_Work to complete_. Quote the passage from the Asian markets report starting at "Tokyo's Nikkei-225 Index" and ending at "0.63% to 6724.18.", copying it word for word.

Monday 16 January, 10:00 AM GMT (Thomson Financial): Asian markets ended
mixed, ahead of the holiday on Wall Street. Japan's market fell on profit
taking, while Hong Kong's market ended flat. Meanwhile, the Korean bourse
rose, led by Samsung Electronics, while Taiwan's market closed higher on
strength in technology stocks. Finally, the market in Australia closed
little changed in mixed trade.
Tokyo's Nikkei-225 Index fell by 186.92 points or 1.14% to 16268.03, while
Hong Kong's Hang Seng Stock Index eased by 10.25 points or 0.06% to
15777.72. Korea's Kospi Index firmed by 5.51 points or 0.39% to 1421.79,
while Taiwan's Weighted Index rose by 41.83 points or 0.63% to 6724.18.
Australia's All Ordinaries Index crept up by 1.60 points or 0.03% to
4785.90.
Japan's market fell for only the second time this year as investors
elected to take profits in technology stocks following recent gains in the
sector. Auto makers were also lower, weighed down by yen strength,
although construction companies bucked negative sentiment to post sterling
gains.

_Dataset entries_.

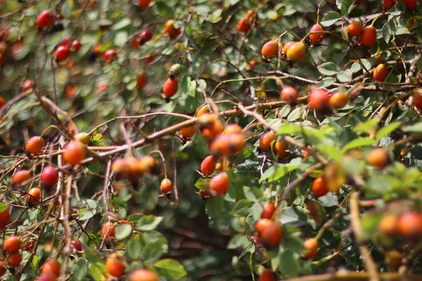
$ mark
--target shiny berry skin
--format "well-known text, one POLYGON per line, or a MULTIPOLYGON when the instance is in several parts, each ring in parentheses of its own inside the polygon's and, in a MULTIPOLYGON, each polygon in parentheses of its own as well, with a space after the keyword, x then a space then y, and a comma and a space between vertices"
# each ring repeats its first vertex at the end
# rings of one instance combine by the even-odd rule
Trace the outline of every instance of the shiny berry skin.
POLYGON ((362 25, 359 22, 350 22, 347 25, 347 32, 350 36, 357 37, 362 33, 362 25))
POLYGON ((324 89, 314 89, 309 92, 307 102, 309 108, 320 111, 328 107, 330 95, 324 89))
POLYGON ((268 226, 271 224, 271 221, 268 218, 261 218, 255 223, 255 230, 261 233, 268 226))
POLYGON ((276 133, 273 131, 269 131, 260 138, 260 148, 262 151, 267 151, 271 149, 271 143, 276 140, 276 133))
POLYGON ((112 276, 120 277, 124 274, 124 259, 114 253, 106 261, 107 272, 112 276))
POLYGON ((363 46, 371 48, 376 43, 376 30, 372 25, 365 27, 362 30, 360 41, 363 46))
POLYGON ((266 204, 262 207, 262 213, 261 213, 261 218, 272 218, 274 212, 276 211, 276 205, 273 202, 266 204))
POLYGON ((283 237, 283 228, 280 223, 271 222, 261 232, 260 238, 264 244, 268 246, 276 246, 283 237))
POLYGON ((180 134, 185 138, 192 138, 196 133, 196 126, 191 126, 180 130, 180 134))
POLYGON ((115 49, 110 49, 106 51, 104 55, 103 55, 103 58, 106 63, 111 63, 115 61, 116 58, 117 57, 117 52, 115 49))
MULTIPOLYGON (((312 26, 312 27, 311 27, 311 30, 309 32, 318 32, 318 31, 324 31, 324 29, 322 28, 321 25, 319 25, 319 23, 316 23, 315 25, 314 25, 312 26)), ((314 45, 317 45, 319 43, 321 43, 321 41, 322 40, 324 40, 324 37, 325 37, 325 34, 324 32, 309 34, 309 39, 311 40, 311 42, 314 45)))
POLYGON ((384 0, 384 8, 385 8, 385 11, 388 11, 392 8, 395 4, 395 0, 384 0))
POLYGON ((298 91, 291 86, 286 86, 281 90, 280 93, 281 98, 286 102, 295 103, 298 101, 298 91))
POLYGON ((418 6, 418 0, 400 0, 404 2, 404 5, 406 5, 406 8, 409 10, 414 10, 416 8, 416 6, 418 6))
POLYGON ((302 61, 306 53, 306 46, 302 42, 296 42, 287 50, 287 58, 293 63, 302 61))
POLYGON ((208 107, 208 105, 205 105, 201 106, 198 109, 198 110, 196 110, 196 117, 199 117, 202 115, 210 113, 211 113, 211 112, 210 111, 210 108, 208 107))
POLYGON ((14 253, 20 248, 20 239, 16 235, 12 235, 5 239, 3 242, 3 249, 6 251, 14 253))
POLYGON ((7 268, 2 261, 0 261, 0 277, 4 275, 7 271, 7 268))
POLYGON ((50 273, 58 277, 60 276, 60 263, 56 259, 49 259, 41 268, 41 272, 44 274, 50 273))
POLYGON ((18 171, 12 176, 12 182, 17 185, 20 185, 31 178, 31 174, 28 170, 18 171))
POLYGON ((318 240, 315 238, 309 238, 303 242, 303 246, 307 251, 302 253, 300 256, 304 259, 312 259, 318 250, 318 240))
POLYGON ((0 228, 8 224, 10 222, 11 214, 8 212, 8 210, 6 209, 3 211, 0 211, 0 228))
POLYGON ((249 24, 247 19, 242 18, 238 22, 237 28, 238 31, 247 33, 249 30, 250 30, 250 25, 249 24))
POLYGON ((69 48, 66 46, 59 46, 54 51, 54 58, 58 62, 65 60, 69 58, 70 53, 69 48))
POLYGON ((5 104, 6 104, 6 100, 4 100, 4 98, 3 98, 3 97, 0 96, 0 108, 3 107, 5 104))
POLYGON ((260 277, 260 281, 275 281, 275 280, 274 273, 269 269, 264 270, 260 277))
POLYGON ((383 169, 390 164, 388 150, 383 148, 375 148, 366 156, 366 162, 371 166, 383 169))
POLYGON ((22 262, 22 255, 20 252, 12 253, 7 257, 7 263, 11 268, 17 268, 22 262))
POLYGON ((284 140, 276 141, 273 145, 272 150, 279 160, 285 159, 288 156, 288 152, 286 151, 288 143, 284 140))
POLYGON ((111 221, 108 221, 103 225, 103 229, 101 229, 101 235, 103 237, 106 237, 106 240, 110 241, 116 236, 116 230, 114 224, 111 221))
POLYGON ((171 98, 177 93, 177 79, 169 78, 166 80, 162 86, 162 92, 167 98, 171 98))
POLYGON ((225 171, 214 176, 208 185, 210 190, 212 190, 219 195, 226 194, 230 186, 230 178, 225 171))
POLYGON ((53 166, 47 166, 41 172, 39 180, 45 185, 54 186, 58 181, 58 171, 53 166))
POLYGON ((287 51, 290 48, 290 47, 293 46, 295 43, 296 42, 295 42, 294 41, 290 41, 285 44, 284 46, 283 46, 283 53, 284 53, 285 54, 287 53, 287 51))
POLYGON ((34 91, 34 88, 35 88, 35 82, 31 79, 26 79, 22 85, 22 91, 26 92, 29 90, 34 91))
POLYGON ((56 281, 57 278, 51 273, 41 273, 35 281, 56 281))
POLYGON ((50 12, 45 10, 38 15, 38 17, 37 17, 36 23, 39 28, 43 28, 50 25, 52 21, 53 18, 51 18, 50 12))
POLYGON ((422 235, 422 216, 416 211, 408 211, 399 218, 397 233, 405 237, 422 235))
POLYGON ((416 108, 422 110, 422 96, 421 96, 418 92, 416 92, 414 95, 414 105, 416 108))
POLYGON ((245 148, 244 141, 243 133, 224 133, 211 143, 210 150, 214 155, 231 156, 242 151, 245 148))
POLYGON ((88 145, 91 143, 91 136, 88 133, 80 132, 73 136, 75 140, 79 140, 84 145, 88 145))
POLYGON ((343 92, 336 92, 330 96, 328 103, 333 108, 340 109, 344 107, 349 100, 347 96, 343 92))
POLYGON ((153 38, 153 32, 149 29, 143 30, 139 35, 139 38, 143 42, 148 41, 153 38))
POLYGON ((311 185, 311 190, 316 198, 321 197, 328 192, 328 188, 327 188, 327 183, 326 183, 324 177, 320 176, 319 178, 315 178, 311 185))
POLYGON ((388 76, 388 67, 383 63, 378 65, 373 70, 373 79, 378 82, 383 82, 388 76))
POLYGON ((148 8, 151 2, 151 0, 139 0, 138 5, 142 8, 148 8))
POLYGON ((385 235, 392 236, 397 233, 399 217, 394 214, 384 216, 378 226, 378 230, 385 235))
POLYGON ((173 190, 173 185, 172 184, 172 181, 168 178, 165 178, 161 181, 161 183, 160 184, 160 189, 161 192, 164 194, 167 194, 171 192, 173 190))
POLYGON ((169 20, 164 25, 164 31, 169 34, 170 38, 174 38, 180 34, 180 27, 174 27, 174 20, 169 20))
POLYGON ((39 153, 42 147, 44 146, 44 141, 41 137, 38 136, 34 136, 30 138, 28 141, 26 142, 25 148, 27 152, 35 155, 39 153))
POLYGON ((32 188, 28 191, 27 199, 32 204, 39 204, 41 201, 41 190, 38 188, 32 188))
POLYGON ((71 140, 65 146, 63 159, 72 165, 79 164, 85 159, 85 146, 79 140, 71 140))
POLYGON ((266 59, 276 57, 279 55, 279 43, 276 40, 269 41, 262 46, 261 53, 266 59))
POLYGON ((210 176, 215 171, 215 159, 214 156, 207 156, 200 163, 200 171, 204 176, 210 176))
POLYGON ((146 74, 141 74, 136 77, 136 88, 142 89, 148 82, 148 77, 146 74))
POLYGON ((388 251, 385 253, 385 263, 391 268, 397 269, 402 265, 404 255, 396 250, 388 251))
POLYGON ((73 249, 75 249, 77 251, 81 251, 82 250, 82 244, 79 240, 72 240, 72 245, 73 249))
POLYGON ((153 271, 137 269, 129 275, 129 281, 159 281, 159 277, 153 271))
POLYGON ((226 126, 223 133, 239 133, 242 132, 242 127, 237 124, 231 124, 226 126))
POLYGON ((74 40, 72 42, 72 44, 70 44, 70 51, 77 52, 81 48, 82 46, 81 42, 77 40, 74 40))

_Answer below_.
Tokyo's Nikkei-225 Index fell by 186.92 points or 1.14% to 16268.03, while
Hong Kong's Hang Seng Stock Index eased by 10.25 points or 0.06% to
15777.72. Korea's Kospi Index firmed by 5.51 points or 0.39% to 1421.79,
while Taiwan's Weighted Index rose by 41.83 points or 0.63% to 6724.18.